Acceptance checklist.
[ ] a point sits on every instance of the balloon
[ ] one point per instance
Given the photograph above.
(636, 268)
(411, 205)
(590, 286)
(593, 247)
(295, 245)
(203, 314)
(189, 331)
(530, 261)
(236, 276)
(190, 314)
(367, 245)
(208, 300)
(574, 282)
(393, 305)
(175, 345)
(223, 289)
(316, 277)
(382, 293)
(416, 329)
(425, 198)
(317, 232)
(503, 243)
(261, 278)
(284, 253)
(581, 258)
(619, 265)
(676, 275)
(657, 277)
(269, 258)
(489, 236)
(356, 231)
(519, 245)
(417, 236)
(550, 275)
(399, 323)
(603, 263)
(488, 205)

++++++

- EXERCISE DETAILS:
Lay out the records above as a two-column CSV with the header row text,answer. Give one row per record, with the record's text in one quoted field and its answer in another, and replace any line breaks with spaces.

- SOLUTION TO THIS EXERCISE:
text,answer
"Acceptance checklist. [ ] a point sits on every instance of the balloon [ ] one point per instance Given the photograph above.","(636, 268) (411, 205) (590, 286) (593, 247) (295, 245) (203, 314) (189, 331) (530, 261) (236, 276) (190, 314) (367, 245) (208, 300) (574, 282) (393, 305) (175, 345) (223, 289) (316, 277) (382, 293) (416, 329) (425, 198) (317, 232) (503, 243) (261, 278) (284, 253) (581, 258) (619, 265) (676, 275) (657, 277) (269, 258) (489, 236) (356, 231) (519, 245) (417, 236) (550, 275) (399, 323) (603, 263) (488, 205)"